## Required action
Reproduce the passage on Singapore–New Zealand ties between "Mr Lee was giving" and "said Mr Lee.", inclusive, substituting "state banquet" for "official lunch".

## Text excerpt
# # # # # # #

S'pore-New Zealand ties grew stronger amid the pandemic: Lee Hsien Loong
The Covid-19 pandemic has brought Singapore and New Zealand closer together, said Prime Minister Lee Hsien Loong on Tuesday (April 19).
New Zealand Prime Minister Jacinda Ardern and he had called each other regularly to exchange notes on their experiences, he said, adding that both countries' ministers and officials also regularly exchange information about the virus.
Mr Lee was giving a toast speech at the official lunch he hosted for Ms Ardern, who arrived in Singapore on Monday for a three-day visit.
In the early days of the pandemic when many flights were cancelled, both countries helped to bring each other's citizens home, said Mr Lee.
When borders were shut and supply chains disrupted, both sides formed an air freight connectivity partnership to keep food and medical supplies flowing between the two countries.

# # # # # # #

## Information supplied
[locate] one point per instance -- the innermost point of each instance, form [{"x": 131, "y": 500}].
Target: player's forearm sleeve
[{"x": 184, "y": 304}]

# # # # # # #

## Task output
Mr Lee was giving a toast speech at the state banquet he hosted for Ms Ardern, who arrived in Singapore on Monday for a three-day visit.
In the early days of the pandemic when many flights were cancelled, both countries helped to bring each other's citizens home, said Mr Lee.